ENTRIES SHOWN:
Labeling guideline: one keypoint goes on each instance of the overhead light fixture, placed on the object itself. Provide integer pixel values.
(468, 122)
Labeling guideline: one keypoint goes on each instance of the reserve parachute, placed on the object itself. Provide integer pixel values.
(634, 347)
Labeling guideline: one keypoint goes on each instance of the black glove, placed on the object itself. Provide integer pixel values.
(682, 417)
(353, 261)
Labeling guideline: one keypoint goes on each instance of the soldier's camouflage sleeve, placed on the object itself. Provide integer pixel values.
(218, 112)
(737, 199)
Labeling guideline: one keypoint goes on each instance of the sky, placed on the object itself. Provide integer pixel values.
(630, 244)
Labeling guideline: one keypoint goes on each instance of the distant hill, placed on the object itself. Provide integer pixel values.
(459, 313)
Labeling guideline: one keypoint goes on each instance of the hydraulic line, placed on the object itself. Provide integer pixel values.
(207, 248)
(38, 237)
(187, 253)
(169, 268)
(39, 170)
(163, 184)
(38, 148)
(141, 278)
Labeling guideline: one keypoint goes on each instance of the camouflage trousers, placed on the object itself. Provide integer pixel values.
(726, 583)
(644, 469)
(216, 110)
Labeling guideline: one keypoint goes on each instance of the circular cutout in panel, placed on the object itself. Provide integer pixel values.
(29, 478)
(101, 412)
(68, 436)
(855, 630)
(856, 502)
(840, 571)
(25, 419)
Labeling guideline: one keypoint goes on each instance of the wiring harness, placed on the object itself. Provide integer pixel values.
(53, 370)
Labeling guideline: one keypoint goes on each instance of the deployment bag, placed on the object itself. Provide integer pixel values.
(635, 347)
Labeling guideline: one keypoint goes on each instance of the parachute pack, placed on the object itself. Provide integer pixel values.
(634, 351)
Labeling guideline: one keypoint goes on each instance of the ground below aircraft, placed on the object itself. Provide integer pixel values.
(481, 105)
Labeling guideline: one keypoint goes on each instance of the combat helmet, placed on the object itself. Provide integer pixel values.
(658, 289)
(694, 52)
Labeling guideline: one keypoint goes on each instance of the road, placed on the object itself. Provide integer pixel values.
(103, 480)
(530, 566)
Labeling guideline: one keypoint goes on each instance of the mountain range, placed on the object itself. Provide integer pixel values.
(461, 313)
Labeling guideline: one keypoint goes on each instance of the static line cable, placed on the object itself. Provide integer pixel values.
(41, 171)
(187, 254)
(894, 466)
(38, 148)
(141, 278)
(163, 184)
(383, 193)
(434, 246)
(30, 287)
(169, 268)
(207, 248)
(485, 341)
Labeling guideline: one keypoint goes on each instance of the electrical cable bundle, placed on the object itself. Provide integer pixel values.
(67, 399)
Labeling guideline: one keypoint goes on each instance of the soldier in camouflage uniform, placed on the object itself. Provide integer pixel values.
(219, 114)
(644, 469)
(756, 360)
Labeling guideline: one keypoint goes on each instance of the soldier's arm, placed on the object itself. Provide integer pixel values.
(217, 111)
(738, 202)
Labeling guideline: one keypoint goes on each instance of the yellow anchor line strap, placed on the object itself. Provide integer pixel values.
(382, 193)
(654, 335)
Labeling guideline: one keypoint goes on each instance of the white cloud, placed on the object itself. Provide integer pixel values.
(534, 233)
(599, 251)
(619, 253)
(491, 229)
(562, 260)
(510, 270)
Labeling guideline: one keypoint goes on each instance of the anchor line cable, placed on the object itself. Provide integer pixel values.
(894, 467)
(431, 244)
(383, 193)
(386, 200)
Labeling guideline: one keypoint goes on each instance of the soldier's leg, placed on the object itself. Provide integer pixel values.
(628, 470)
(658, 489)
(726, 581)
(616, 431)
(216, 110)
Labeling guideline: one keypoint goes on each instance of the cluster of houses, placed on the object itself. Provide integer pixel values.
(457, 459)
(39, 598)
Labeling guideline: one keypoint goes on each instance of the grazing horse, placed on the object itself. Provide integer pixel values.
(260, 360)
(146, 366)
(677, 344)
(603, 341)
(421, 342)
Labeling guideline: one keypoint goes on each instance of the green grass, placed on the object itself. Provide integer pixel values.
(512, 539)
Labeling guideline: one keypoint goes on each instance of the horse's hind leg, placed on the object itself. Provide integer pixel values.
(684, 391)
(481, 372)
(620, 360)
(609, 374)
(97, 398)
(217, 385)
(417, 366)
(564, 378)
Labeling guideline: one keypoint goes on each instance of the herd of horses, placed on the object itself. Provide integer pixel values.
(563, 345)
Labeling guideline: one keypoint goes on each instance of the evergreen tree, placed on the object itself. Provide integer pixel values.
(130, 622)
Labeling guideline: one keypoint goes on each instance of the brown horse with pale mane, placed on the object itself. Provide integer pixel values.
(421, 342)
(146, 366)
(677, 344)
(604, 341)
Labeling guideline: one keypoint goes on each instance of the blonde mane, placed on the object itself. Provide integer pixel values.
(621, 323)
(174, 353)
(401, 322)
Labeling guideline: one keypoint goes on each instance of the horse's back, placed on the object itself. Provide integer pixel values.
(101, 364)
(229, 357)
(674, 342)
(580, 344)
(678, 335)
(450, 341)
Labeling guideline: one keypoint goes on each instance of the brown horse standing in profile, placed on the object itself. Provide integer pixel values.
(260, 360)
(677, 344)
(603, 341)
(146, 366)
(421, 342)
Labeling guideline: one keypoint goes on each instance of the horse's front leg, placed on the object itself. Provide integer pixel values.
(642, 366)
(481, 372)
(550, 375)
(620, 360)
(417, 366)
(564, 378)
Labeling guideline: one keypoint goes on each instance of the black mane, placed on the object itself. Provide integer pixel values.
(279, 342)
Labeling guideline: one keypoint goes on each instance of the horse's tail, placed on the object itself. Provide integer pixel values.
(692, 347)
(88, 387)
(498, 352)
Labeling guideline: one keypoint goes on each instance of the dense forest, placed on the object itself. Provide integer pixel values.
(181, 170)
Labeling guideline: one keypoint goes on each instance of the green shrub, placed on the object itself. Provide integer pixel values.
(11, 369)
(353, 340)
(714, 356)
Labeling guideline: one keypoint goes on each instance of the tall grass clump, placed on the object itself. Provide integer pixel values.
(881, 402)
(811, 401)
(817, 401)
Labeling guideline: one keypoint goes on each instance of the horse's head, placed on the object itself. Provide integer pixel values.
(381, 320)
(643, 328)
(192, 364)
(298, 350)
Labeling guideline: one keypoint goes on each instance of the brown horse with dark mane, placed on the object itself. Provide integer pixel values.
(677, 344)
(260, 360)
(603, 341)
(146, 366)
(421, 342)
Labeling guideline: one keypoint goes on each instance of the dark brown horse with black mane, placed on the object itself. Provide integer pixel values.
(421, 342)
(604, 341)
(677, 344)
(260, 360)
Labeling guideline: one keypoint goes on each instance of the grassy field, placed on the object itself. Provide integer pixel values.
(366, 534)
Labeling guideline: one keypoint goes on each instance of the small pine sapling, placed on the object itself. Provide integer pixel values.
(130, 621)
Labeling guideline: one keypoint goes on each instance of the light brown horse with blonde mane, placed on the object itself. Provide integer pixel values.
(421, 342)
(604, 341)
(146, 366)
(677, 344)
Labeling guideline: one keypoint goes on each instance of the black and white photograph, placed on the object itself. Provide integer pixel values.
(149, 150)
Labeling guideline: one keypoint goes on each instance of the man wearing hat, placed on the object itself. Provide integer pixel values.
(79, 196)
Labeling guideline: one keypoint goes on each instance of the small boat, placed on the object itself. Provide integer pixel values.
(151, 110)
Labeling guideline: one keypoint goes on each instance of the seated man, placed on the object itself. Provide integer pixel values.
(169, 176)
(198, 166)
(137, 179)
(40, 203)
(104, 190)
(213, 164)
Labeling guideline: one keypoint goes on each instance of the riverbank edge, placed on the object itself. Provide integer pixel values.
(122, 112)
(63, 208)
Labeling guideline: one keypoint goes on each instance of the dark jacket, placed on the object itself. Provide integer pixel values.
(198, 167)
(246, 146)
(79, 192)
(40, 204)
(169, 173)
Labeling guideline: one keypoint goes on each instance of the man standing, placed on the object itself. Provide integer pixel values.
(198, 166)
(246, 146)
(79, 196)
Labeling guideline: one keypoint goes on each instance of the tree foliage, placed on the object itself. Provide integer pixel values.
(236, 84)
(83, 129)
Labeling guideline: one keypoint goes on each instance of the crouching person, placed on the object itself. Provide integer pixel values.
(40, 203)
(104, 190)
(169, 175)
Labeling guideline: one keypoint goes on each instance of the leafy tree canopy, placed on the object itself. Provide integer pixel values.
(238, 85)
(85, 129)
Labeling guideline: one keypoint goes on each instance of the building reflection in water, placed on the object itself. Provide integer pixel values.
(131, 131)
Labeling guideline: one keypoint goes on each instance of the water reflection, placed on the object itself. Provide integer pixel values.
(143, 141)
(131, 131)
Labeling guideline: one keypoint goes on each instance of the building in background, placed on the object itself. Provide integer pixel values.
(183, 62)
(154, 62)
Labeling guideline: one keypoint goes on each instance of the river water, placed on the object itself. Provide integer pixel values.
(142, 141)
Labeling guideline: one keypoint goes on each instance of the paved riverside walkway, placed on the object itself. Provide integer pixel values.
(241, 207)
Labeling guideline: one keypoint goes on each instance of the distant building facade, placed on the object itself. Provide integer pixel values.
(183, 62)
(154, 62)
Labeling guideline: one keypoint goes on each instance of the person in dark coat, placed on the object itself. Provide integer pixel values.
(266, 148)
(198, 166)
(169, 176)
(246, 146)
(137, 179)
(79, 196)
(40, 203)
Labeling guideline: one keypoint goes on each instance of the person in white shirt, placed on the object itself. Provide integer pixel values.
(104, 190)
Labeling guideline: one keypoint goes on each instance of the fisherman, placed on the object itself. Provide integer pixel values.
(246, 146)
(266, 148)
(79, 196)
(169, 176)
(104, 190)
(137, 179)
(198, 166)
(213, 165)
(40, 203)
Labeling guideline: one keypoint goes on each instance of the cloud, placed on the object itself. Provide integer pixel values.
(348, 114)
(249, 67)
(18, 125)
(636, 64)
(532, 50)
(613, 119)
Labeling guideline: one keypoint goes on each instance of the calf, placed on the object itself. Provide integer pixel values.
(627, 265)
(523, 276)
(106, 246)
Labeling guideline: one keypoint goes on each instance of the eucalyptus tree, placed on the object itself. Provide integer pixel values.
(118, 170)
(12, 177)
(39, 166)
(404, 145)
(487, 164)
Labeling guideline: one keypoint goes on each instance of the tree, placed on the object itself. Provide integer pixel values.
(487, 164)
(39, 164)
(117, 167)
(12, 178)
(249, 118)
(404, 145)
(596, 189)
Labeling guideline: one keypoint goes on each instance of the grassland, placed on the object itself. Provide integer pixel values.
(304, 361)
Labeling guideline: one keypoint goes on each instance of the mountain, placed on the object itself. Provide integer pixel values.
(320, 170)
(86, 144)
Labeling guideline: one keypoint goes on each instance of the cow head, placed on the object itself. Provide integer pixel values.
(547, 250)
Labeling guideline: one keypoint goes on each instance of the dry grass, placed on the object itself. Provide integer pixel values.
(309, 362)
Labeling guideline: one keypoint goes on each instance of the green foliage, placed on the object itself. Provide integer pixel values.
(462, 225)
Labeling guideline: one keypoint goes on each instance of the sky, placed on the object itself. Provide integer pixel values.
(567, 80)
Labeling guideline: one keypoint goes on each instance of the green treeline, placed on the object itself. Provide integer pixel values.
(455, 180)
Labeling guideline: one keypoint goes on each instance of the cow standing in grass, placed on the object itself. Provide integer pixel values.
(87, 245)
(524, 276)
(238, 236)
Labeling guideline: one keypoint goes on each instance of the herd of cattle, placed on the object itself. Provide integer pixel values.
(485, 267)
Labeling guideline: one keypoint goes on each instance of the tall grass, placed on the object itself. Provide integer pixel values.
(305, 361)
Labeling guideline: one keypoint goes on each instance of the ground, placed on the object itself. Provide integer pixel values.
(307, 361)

YOUR INSTRUCTIONS:
Print again the material above, limited to the lines from the one holding "green foliage, placed" through the last, inclusive.

RESPONSE:
Labeling guideline: one keypoint goes on each instance of the green foliage, placed on the object itself. Provide integer pixel values.
(462, 225)
Labeling guideline: one keypoint goes on each instance of the sky, placed on the object itself. Provide integer pixel values.
(567, 80)
Labeling guideline: one keypoint goes on each instance of the green treeline, placed on the object itself. Provide integer pixel values.
(455, 180)
Labeling guideline: one keypoint goes on each instance of the cow standing in grass, placed on the object itself. Provide integer pixel values.
(87, 245)
(524, 276)
(238, 236)
Labeling guideline: one keypoint goes on each instance of the herd of cattle, placed on the object itself. Provide integer pixel values.
(485, 267)
Labeling guideline: one keypoint goes on each instance of the tall grass, placed on the object itself. Provide integer pixel values.
(305, 361)
Labeling guideline: one keypoint goes on each instance of the ground, placed on the object itself. Provide integer pixel values.
(307, 361)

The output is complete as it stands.